Excerpted text:
■ ■ ■ ■ ■ ■ ■

Concert Review: The Theory of Massive Attack

By Superconductor @ppelkonen
The New York Philharmonic goes massive and modern.
by Paul J. Pelkonen

Alan Gilbert and Frank Peter Zimmermann on tour in Europe 2012.
Photo by Chris Lee © 2012 rThe New York Philharmonic.

With the announcement of the 2016-17 season only a few weeks away, the New York Philharmonic is playing well for outgoing music director Alan Gilbert. On Friday morning at David Geffen Hall, the orchestra was joined by soloist Frank Peter Zimmermann its second performance of Magnus Lindberg's Violin Concerto No. 2. The Lindberg work, which premiered with the London Philharmonic late last year, was flanked by two heavy 20th century bookends: Respighi's Vetrate di chiesa ("Church Windows") and Stravinsky's The Rite of Spring.
A conservative composer who was a master of orchestration, Ottorino Respighi enjoyed his heyday in the early 20th century with postcard-like works written for giant orchestras. This work, untouched by the Philharmonic since 1933, was inspired by Gregorian chant and medieval modes. Each movement depicts an elaborate scene in stained glass. The opening Flight into Egypt featured a rising tide of woodwinds and horns, almost Brucknerian in its slow-building religiosity. St. Michael the Archangel added elaborate percussion for a muscular movement ending with the crash of three gongs.
The Matins of St. Clare opened with a pensive theme, depicting the meditations of this follower of St. Francis in a slow pulse wound about with elaborate language for the double reeds. This built to another climax. In the following Santa Gregorio Magno, the power of medieval Pope Gregory the Great was depicted with the full blast of the orchestra and a resounding use of the ubiquitous Dies Irae theme. Mr. Gilbert whipped his forces into a blazing assault of orchestration with repeated themes and leitmotivs clashing in their eagerness to all be heard at once.
Former Philharmonic composer in residence Magnus Lindberg joined Mr. Gilbert to explain his new work to the audience. However, this piece, as played by Mr. Zimmerman required little academic explanation. It draws on very simple ideas, with a trio of rising intervals being chief among the seeds from which the work blossomed. These ascending intervals became shifting harmonies, doubling and redoubling into a complex tapestry of sound  Mr. Zimmerman played his guts out, competing against the orchestra in the first movement before being allowed to erupt in a long and elaborate cadenza.

■ ■ ■ ■ ■ ■ ■

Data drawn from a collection
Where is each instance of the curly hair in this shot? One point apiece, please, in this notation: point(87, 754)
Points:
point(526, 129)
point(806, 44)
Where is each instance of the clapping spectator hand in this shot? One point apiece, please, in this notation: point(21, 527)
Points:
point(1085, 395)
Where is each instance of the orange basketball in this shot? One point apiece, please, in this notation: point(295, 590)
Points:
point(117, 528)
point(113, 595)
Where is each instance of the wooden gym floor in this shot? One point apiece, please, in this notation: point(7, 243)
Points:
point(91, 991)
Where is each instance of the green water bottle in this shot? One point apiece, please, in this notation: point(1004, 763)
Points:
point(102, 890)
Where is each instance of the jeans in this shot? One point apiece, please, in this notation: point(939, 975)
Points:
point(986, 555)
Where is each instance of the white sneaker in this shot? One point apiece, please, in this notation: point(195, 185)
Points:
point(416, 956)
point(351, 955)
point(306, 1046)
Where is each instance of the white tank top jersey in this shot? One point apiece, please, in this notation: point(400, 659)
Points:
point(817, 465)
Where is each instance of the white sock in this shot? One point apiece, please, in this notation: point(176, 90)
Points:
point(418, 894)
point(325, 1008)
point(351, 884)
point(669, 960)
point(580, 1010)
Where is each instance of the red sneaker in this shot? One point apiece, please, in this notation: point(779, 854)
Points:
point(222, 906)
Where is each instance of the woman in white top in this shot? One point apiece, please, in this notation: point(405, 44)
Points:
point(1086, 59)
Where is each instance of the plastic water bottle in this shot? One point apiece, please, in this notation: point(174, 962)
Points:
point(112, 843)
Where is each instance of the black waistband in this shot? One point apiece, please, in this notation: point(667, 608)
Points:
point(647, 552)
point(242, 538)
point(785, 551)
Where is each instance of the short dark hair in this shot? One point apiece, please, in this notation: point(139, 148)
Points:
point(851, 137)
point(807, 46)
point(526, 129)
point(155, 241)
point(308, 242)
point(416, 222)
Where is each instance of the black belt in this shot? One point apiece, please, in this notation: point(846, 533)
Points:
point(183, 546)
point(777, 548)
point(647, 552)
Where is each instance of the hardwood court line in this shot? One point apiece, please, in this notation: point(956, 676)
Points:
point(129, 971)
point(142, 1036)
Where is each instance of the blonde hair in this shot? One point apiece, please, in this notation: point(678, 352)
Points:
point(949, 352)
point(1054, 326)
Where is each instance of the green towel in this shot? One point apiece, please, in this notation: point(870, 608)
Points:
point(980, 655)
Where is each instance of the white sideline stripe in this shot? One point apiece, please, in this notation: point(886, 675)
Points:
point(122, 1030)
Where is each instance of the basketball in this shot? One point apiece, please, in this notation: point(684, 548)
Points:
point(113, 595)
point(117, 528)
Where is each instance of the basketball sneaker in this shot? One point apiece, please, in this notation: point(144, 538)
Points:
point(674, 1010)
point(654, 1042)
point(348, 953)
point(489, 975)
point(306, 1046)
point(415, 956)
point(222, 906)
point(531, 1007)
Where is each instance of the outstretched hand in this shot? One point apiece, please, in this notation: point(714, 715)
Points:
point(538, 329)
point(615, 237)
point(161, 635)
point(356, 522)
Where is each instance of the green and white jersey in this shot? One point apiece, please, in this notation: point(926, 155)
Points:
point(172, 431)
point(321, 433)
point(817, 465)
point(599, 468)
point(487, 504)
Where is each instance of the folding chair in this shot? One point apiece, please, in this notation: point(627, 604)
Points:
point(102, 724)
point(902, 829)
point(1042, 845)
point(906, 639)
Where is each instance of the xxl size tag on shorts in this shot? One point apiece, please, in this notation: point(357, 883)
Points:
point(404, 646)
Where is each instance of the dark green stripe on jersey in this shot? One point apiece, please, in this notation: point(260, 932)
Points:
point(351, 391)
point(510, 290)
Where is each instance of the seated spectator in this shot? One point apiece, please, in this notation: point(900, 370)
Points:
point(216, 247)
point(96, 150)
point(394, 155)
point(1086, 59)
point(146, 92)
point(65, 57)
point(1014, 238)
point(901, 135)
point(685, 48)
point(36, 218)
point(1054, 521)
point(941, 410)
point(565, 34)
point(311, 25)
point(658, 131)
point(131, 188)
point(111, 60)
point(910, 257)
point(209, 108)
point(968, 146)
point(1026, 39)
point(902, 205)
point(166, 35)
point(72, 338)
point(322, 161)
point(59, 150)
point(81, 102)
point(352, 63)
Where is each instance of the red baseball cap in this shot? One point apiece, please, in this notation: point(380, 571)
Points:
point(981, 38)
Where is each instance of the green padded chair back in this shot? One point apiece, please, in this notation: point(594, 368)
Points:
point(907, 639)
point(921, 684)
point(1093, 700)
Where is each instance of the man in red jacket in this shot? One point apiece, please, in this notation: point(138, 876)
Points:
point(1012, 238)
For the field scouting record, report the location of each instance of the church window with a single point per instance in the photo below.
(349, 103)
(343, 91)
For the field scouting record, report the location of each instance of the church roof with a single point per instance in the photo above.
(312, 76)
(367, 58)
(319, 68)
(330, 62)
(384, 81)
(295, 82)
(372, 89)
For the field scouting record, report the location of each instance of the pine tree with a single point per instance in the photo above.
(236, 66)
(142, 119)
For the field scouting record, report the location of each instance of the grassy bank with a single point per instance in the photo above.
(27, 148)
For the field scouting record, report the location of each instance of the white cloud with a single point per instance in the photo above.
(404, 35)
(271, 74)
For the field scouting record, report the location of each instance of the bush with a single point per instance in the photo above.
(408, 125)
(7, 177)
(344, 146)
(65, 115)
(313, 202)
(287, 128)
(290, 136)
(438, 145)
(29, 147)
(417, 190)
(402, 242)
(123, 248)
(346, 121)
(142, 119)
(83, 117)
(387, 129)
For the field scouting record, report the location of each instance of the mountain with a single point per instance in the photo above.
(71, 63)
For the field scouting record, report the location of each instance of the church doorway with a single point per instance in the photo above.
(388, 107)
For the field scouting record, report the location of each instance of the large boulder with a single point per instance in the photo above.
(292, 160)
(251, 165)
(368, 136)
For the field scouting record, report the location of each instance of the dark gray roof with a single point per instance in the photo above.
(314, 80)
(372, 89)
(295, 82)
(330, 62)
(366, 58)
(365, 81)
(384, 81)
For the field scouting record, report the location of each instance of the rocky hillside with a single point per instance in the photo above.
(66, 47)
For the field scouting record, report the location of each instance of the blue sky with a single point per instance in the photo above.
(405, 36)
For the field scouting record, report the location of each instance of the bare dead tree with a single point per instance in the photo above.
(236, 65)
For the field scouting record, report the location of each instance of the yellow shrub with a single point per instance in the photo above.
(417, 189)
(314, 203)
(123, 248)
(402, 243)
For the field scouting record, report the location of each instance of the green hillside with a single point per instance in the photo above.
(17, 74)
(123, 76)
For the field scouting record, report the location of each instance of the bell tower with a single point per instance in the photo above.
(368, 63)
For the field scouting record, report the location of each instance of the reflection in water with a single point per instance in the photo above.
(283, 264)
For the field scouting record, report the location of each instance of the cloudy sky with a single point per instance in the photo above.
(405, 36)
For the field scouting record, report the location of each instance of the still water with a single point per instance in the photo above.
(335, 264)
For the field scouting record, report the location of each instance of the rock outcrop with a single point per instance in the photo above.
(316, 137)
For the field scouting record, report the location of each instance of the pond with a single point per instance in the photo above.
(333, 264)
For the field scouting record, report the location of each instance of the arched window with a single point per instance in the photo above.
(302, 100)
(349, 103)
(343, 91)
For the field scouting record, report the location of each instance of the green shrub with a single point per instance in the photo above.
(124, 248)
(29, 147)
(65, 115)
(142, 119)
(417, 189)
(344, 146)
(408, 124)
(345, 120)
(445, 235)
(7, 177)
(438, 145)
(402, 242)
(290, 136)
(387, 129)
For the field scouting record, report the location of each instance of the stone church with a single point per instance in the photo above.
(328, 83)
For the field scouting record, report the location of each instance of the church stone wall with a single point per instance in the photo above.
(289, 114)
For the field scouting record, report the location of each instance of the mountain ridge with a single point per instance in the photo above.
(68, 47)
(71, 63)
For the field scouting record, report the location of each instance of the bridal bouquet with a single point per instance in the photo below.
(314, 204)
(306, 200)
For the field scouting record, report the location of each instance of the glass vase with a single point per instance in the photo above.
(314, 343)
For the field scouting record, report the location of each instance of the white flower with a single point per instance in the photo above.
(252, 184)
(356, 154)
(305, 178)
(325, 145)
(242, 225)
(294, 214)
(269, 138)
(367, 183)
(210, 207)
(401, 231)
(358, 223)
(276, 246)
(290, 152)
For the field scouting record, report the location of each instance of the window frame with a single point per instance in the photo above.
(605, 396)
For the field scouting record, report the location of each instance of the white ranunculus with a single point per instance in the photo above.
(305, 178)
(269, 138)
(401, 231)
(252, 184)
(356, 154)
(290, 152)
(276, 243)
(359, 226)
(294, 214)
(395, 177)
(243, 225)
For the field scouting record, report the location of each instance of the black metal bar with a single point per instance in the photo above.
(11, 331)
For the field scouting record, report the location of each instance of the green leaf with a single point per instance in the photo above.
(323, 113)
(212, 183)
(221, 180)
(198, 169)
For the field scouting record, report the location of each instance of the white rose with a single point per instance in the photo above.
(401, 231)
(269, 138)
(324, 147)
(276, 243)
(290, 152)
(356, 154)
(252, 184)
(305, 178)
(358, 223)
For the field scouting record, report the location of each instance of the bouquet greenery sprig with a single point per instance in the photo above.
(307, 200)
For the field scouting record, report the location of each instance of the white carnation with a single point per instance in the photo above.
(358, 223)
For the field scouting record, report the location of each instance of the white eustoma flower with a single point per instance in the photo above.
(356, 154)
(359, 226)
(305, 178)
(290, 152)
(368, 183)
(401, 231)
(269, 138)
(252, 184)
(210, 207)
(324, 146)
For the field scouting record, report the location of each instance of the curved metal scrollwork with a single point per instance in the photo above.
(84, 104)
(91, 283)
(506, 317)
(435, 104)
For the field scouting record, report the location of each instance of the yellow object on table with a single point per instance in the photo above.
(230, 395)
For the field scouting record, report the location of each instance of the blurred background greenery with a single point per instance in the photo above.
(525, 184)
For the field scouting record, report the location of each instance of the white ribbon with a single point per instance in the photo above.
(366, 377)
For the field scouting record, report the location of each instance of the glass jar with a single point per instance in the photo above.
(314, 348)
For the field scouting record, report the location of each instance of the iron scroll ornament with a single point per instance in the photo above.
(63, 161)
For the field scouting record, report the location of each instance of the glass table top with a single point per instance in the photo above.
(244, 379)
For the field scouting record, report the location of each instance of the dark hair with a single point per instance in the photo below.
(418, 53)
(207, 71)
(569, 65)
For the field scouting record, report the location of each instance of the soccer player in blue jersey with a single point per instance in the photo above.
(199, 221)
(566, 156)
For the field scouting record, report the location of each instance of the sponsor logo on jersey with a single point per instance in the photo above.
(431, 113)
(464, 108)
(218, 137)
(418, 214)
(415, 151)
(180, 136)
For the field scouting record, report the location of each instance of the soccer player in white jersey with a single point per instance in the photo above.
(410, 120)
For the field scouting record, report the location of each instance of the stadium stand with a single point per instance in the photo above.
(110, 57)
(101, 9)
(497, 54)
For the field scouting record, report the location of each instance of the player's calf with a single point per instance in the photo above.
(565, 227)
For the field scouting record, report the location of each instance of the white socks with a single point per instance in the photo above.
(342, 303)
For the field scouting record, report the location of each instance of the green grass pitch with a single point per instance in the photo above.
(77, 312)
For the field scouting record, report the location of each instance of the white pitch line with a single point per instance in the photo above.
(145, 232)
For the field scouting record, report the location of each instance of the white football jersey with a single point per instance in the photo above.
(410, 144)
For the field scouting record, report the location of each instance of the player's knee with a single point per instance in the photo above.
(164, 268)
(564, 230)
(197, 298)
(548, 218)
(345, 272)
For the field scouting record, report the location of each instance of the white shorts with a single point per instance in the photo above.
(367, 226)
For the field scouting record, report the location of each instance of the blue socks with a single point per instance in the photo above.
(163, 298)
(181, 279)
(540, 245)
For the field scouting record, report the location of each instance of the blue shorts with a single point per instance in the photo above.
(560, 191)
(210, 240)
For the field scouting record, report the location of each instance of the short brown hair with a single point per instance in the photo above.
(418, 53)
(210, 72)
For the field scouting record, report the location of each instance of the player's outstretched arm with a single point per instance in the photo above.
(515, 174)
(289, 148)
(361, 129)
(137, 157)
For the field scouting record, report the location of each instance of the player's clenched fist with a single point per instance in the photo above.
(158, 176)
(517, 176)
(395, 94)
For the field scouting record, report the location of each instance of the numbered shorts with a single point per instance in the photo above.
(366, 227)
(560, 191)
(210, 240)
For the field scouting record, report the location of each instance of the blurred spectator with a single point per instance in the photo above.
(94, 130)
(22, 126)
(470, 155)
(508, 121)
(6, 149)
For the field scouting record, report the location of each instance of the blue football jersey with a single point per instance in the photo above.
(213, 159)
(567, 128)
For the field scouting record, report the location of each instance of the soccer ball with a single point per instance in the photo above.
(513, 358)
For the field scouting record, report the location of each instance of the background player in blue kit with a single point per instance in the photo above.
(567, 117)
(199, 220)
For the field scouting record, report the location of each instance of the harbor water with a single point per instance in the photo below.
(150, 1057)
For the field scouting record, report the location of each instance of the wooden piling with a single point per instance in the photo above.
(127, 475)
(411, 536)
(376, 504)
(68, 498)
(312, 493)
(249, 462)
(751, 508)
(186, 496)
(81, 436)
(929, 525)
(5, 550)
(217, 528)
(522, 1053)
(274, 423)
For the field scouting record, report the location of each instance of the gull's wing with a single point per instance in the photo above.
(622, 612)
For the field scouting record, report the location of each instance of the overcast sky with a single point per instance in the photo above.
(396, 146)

■ ■ ■ ■ ■ ■ ■

About this exercise: Print the part of the concert review above that begins at the words "Former Philharmonic composer" and stops after the words "and elaborate cadenza.".

Your solution:
Former Philharmonic composer in residence Magnus Lindberg joined Mr. Gilbert to explain his new work to the audience. However, this piece, as played by Mr. Zimmerman required little academic explanation. It draws on very simple ideas, with a trio of rising intervals being chief among the seeds from which the work blossomed. These ascending intervals became shifting harmonies, doubling and redoubling into a complex tapestry of sound  Mr. Zimmerman played his guts out, competing against the orchestra in the first movement before being allowed to erupt in a long and elaborate cadenza.